::: DATA FOR PROCESSING
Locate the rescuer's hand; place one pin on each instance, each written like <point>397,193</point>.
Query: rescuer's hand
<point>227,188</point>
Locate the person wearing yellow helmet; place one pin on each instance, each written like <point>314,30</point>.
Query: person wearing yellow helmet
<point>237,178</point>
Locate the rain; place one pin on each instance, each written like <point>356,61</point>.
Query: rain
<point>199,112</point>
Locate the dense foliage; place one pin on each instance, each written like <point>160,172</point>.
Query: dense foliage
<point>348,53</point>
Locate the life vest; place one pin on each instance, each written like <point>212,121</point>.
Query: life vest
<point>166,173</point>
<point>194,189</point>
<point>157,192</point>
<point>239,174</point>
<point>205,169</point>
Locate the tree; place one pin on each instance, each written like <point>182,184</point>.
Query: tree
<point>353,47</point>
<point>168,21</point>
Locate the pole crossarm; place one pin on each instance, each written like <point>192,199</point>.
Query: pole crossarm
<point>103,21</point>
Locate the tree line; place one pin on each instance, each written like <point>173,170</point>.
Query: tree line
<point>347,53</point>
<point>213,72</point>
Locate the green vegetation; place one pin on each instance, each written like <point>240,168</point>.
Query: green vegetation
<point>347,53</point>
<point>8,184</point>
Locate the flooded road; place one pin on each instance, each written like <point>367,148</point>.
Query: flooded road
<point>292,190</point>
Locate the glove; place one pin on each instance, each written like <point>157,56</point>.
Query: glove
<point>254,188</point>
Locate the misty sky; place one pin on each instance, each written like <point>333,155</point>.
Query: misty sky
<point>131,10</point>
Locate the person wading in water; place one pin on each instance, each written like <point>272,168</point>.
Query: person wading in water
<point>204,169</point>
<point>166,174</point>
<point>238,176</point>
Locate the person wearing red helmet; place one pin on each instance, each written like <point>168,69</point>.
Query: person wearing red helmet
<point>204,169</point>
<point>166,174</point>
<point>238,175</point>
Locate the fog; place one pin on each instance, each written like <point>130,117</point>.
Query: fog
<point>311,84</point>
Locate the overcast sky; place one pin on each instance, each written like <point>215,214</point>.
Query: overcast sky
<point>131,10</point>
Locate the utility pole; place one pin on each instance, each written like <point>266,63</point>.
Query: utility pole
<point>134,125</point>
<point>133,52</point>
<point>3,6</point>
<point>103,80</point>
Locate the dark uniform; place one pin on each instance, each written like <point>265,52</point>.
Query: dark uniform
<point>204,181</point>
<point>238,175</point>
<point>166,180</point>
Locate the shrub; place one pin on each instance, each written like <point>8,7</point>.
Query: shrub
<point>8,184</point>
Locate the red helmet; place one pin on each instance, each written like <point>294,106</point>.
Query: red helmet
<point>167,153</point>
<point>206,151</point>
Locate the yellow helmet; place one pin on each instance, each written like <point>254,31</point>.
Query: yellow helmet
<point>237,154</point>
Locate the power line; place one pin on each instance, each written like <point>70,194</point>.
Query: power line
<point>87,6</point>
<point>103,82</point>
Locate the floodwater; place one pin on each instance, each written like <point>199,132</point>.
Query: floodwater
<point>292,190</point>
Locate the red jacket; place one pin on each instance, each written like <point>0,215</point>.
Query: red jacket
::::::
### TASK STATEMENT
The required answer is the count of lines in the listing that contain the word "jacket", with no other text.

### ANSWER
2